Problem to solve:
Copy the material below line for line, with no changes.

Dataset excerpt
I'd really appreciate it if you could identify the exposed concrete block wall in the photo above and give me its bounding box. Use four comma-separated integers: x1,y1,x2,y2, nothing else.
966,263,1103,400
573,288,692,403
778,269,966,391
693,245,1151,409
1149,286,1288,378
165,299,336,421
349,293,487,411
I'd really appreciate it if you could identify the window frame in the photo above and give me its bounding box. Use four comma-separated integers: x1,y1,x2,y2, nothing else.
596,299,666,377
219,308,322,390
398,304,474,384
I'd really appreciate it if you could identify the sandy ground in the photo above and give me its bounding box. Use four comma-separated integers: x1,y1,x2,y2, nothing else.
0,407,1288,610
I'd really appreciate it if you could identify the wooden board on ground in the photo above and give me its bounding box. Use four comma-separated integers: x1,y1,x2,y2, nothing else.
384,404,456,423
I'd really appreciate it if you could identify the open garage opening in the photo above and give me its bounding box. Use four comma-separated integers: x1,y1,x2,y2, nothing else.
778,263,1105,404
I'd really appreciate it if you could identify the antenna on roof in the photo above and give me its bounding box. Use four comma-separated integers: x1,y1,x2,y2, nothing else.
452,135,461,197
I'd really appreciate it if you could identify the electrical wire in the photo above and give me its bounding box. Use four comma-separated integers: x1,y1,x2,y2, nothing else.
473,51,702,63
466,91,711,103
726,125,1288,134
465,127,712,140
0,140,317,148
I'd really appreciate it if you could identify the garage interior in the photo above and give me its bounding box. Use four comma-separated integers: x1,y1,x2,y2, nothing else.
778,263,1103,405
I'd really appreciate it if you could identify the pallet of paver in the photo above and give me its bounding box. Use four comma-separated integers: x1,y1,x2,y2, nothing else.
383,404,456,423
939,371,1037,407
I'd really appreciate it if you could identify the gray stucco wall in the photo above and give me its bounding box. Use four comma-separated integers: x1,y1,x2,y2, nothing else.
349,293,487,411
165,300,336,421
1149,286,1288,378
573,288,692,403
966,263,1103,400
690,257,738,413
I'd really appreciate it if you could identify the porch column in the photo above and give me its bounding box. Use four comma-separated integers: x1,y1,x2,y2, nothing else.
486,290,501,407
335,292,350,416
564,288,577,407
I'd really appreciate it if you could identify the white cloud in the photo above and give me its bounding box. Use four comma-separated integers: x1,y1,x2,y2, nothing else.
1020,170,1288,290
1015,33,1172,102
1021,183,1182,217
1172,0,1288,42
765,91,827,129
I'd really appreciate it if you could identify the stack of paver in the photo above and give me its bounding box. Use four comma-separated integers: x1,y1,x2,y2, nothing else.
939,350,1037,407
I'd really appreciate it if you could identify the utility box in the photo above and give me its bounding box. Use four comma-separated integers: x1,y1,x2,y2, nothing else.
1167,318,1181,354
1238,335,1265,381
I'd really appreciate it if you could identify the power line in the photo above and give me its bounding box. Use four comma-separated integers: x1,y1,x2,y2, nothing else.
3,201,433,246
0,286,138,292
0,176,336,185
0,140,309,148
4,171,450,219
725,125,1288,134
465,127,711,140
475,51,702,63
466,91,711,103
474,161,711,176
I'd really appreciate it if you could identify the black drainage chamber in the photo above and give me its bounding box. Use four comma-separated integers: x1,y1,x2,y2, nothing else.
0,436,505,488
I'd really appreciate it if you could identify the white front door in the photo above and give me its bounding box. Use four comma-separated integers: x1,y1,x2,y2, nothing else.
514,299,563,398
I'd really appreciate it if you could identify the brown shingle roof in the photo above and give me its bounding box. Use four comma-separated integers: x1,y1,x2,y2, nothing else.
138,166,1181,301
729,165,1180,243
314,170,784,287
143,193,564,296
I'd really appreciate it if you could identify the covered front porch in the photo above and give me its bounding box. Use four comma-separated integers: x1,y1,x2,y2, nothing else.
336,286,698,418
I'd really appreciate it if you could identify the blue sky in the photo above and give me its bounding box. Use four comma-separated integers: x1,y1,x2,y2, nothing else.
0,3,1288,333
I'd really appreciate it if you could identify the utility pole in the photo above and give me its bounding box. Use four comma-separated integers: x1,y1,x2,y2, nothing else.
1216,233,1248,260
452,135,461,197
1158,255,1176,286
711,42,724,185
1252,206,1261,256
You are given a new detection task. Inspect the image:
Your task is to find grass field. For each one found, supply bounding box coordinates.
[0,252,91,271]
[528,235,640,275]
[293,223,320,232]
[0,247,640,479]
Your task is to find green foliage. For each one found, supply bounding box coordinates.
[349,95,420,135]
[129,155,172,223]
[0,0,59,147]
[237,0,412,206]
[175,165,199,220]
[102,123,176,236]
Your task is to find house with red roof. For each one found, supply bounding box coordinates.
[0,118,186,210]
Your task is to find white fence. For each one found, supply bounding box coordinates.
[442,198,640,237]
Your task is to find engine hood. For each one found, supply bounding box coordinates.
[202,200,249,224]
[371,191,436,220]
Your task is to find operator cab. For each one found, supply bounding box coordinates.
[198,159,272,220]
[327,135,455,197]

Task answer:
I'd really appreciate it if you could identify the exposed concrete block wall in the photo above and give me its bounding box. Use four comma-separated integers: x1,y1,x2,y2, nothing else.
966,263,1103,400
573,288,692,403
778,269,966,391
693,245,1151,409
1149,286,1288,378
165,299,336,421
349,293,487,411
I'd really appreciate it if you could identify the window frame in the photo above and give me its bounding box. Use four comma-separated integers: x1,y1,x2,y2, nothing else.
596,299,666,377
219,308,322,390
398,304,474,384
I'd really appreciate it if you could identify the sandy ground in the photo above and give me its bounding box. Use four comma-separated integers: x1,y1,x2,y2, nothing else.
0,407,1288,610
I'd really appreciate it if you could identify the wooden board on ground in the photo above and give me its bounding box. Use four comma-separated integers: x1,y1,x2,y2, nothing else.
384,404,456,423
I'd really appreciate it if you could identify the open garage opening in the photo above and give me its bounding box. Use four comma-separated integers: x1,y1,x2,y2, nothing else.
778,263,1105,404
I'd really appreciate it if you could identify the antenna on roof in the photo above and give me its bounding box. Use four comma-separated integers: x1,y1,x2,y2, nothing else.
452,135,461,197
I'd really appreciate it if you could identify the electrical wire in the photo above and give me its bounding box. Use four comma-separated integers: x1,y1,x2,y2, nothing else.
473,51,702,63
466,91,711,103
726,125,1288,134
465,127,712,140
0,140,317,148
I'd really appreciate it if you could identify the garage interior in the photo above and give me its bounding box. Use four comma-separated integers: x1,y1,x2,y2, nothing else.
778,263,1103,405
I'd really appreciate it if you could identify the pallet of paver in the photo above and give me its bounding box. Use four comma-separated integers: x1,y1,x2,y2, nothing else.
383,404,456,423
939,371,1037,407
I'd really appreciate it if you could identify the gray stucco wall in the photo above and give me its bounding box. Use four comma-separated integers: x1,y1,x2,y2, nothing else.
349,293,487,411
165,300,336,421
1149,286,1288,378
573,288,692,403
966,263,1103,400
690,257,738,413
I'd really appreciate it if you could identify the porch column in the photo above and give me its bounding box. Use four comma-separated integers: x1,y1,x2,y2, nothing else.
486,290,501,407
335,292,350,416
564,288,577,407
I'd really appreciate it if you could identify the white cloud in the photo above and give me its bounding box. Use four comma-separated integers: x1,y1,x2,y2, nothing else.
1020,170,1288,290
1015,33,1172,102
1021,183,1182,217
1172,0,1288,42
765,91,827,129
I'd really appreciate it if you could identify the stack of paver in the photo above and give me its bounding box. Use four comma-separated integers: x1,y1,x2,y2, nothing else.
939,350,1037,407
I'd really appreciate it if you could identify the utility box in the photo above and give me its bounding box. Use four comma-separated integers: x1,y1,x2,y2, nothing else.
1167,318,1181,354
1238,335,1265,381
I'd really appreciate it if you could identify the power line in the photo above and give me its bounding box. Use four comma-separated integers: x1,y1,x2,y2, nothing else.
3,201,433,246
0,286,138,292
0,176,336,185
0,140,309,148
4,171,450,219
725,125,1288,134
465,127,711,140
475,51,702,63
466,91,711,103
474,161,711,176
I'd really appreciate it if you could identify the black drainage chamber in the photo above and give me its bounding box. Use four comma-separated integers: x1,y1,x2,y2, nothing else.
0,436,505,488
I'd really appreciate it if you could identify the white front door in the photo above and give me its bounding box. Use four comma-separated integers: x1,y1,x2,y2, nothing else.
514,299,563,398
I'd really appreciate it if you could identify the brown shingle roof in the photo above and give me its bounding box. Use four comma-separated integers: x1,y1,x2,y2, nothing else.
138,166,1181,301
729,165,1180,243
314,170,784,287
143,193,564,296
I'd really appreciate it if you could identify the covered front porch in the photo above and give me its bounding box. Use four comma-separated integers: x1,y1,x2,y2, nothing else.
336,286,698,418
I'd really appreciate it if you could identify the blue sky in the photo above and give me its bounding box. Use four comma-separated integers: x1,y1,x2,y2, nothing else.
0,3,1288,333
I'd really appreciate it if you could identify the utility pole in the photo above and give me its bounding box. Use four comma-separated integers: x1,y1,x2,y2, nothing else.
1216,233,1248,260
452,135,461,197
1158,255,1176,286
711,42,724,185
1252,206,1261,256
You are given a new detection task. Inspect the image:
Your task is to find grass field. For each one found, supply bounding box coordinates.
[0,252,91,271]
[528,235,640,275]
[293,223,320,232]
[0,247,640,479]
Your task is to find green foliage. For each one found, supply bounding box coordinates.
[349,95,420,135]
[129,155,172,223]
[0,0,59,147]
[237,0,412,206]
[175,165,199,220]
[102,123,176,236]
Your task is to find house with red roof. For each one found, supply bounding box coordinates.
[0,118,186,210]
Your task is to find white fence. For each one found, supply bounding box coordinates.
[442,198,640,237]
Your task is to find engine hood. For each one found, supply bounding box coordinates.
[202,200,249,224]
[371,191,436,220]
Your task is to find operator cab. For each one found, supply bounding box coordinates.
[198,159,272,220]
[327,135,455,197]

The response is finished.